> PASSAGE PROVIDED:

━━━━

From Small-Town to Valley Vice President: Alumnus Mike Viskovich Has Pretty Much Done It All
When Mike Viskovich graduated from Santa Clara University’s Leavey School of Business, he anticipated a steady, conventional career in finance. Now, a lifetime later, he has survived and thrived through multiple reorganizations and spin-offs, serving in half a dozen vice president roles, traveling the globe, and working in nearly every corporate function. It’s been anything but conventional or predictable.
Today, Viskovich is Vice President of Workplace Services at Agilent Technologies, a massive life sciences company born from Hewlett-Packard with over $7 billion in revenue and 18,000 employees worldwide. His portfolio includes corporate real estate, facility operations, environmental health and safety, and capital projects across sites in the US, Europe, Asia, and beyond.
He compares managing a building to managing one of Agilent’s scientific instruments: both have structural, electrical, mechanical, and software components. “The only difference is instruments don’t have people inside,” he says. Among current projects is a $740 million oligonucleotide manufacturing facility in Colorado, a massive bet on Agilent’s pharmaceutical ingredient business.
From Opening a Small-Town McDonald’s to Opening State-of-the-Art Life Science Facilities
Viskovich grew up in Sonora, CA, a small foothill town where the opening of the first McDonald’s was, as he puts it, “a very big deal” to him and his high school friends. He chose Santa Clara for its size and reputation, its proximity to home and family, and the famous Bronco alumni network.

━━━━

> RECORDED INFORMATION:
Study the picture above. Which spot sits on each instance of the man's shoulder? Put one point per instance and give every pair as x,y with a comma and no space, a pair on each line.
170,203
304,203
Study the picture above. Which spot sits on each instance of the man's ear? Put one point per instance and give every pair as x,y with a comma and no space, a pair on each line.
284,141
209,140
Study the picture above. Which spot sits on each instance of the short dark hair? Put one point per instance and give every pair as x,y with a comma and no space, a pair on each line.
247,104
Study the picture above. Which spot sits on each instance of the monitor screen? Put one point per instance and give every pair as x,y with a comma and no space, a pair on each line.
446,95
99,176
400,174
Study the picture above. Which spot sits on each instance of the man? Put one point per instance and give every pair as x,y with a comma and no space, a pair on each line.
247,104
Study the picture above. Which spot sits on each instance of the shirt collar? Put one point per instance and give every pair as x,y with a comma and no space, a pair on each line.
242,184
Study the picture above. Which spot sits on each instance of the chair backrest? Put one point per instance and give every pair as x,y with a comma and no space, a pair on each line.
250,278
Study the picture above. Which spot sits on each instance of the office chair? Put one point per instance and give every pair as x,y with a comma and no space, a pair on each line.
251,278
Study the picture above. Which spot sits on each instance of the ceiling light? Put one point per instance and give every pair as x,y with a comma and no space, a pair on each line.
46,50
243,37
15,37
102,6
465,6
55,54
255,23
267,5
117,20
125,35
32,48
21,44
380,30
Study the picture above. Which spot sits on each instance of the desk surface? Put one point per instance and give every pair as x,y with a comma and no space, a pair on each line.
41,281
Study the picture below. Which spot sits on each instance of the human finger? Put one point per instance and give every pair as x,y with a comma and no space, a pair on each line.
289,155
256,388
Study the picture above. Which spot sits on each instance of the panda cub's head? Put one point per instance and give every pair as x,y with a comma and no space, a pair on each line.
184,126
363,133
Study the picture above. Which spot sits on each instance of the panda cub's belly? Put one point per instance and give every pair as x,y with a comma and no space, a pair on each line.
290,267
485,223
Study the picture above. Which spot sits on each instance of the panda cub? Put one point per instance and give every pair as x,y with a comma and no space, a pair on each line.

━━━━

> WHAT TO DO:
[1] In the article about Mike Viskovich, print the stretch from "From Small-Town to" through "conventional or predictable.".
[2] Summarize the article about Mike Viskovich in two sentences.
[3] Using the article about Mike Viskovich, decide whether each statement agrees with it, and answer yes or no with the words that settle it: (a) Agilent Technologies was born from Hewlett-Packard. (b) Viskovich grew up in Santa Clara. (c) Viskovich says buildings and instruments are alike in every way.

> EXERCISE RESULTS:
[1]
From Small-Town to Valley Vice President: Alumnus Mike Viskovich Has Pretty Much Done It All
When Mike Viskovich graduated from Santa Clara University’s Leavey School of Business, he anticipated a steady, conventional career in finance. Now, a lifetime later, he has survived and thrived through multiple reorganizations and spin-offs, serving in half a dozen vice president roles, traveling the globe, and working in nearly every corporate function. It’s been anything but conventional or predictable.

[2] Mike Viskovich graduated from Santa Clara University's Leavey School of Business expecting a conventional finance career. Instead he has held half a dozen vice president roles through multiple reorganizations and spin-offs, and he now serves as Vice President of Workplace Services at Agilent Technologies, where his projects include a $740 million oligonucleotide manufacturing facility in Colorado.

[3]
(a) Yes: "a massive life sciences company born from Hewlett-Packard"
(b) No: "Viskovich grew up in Sonora, CA"
(c) No: "The only difference is instruments don’t have people inside"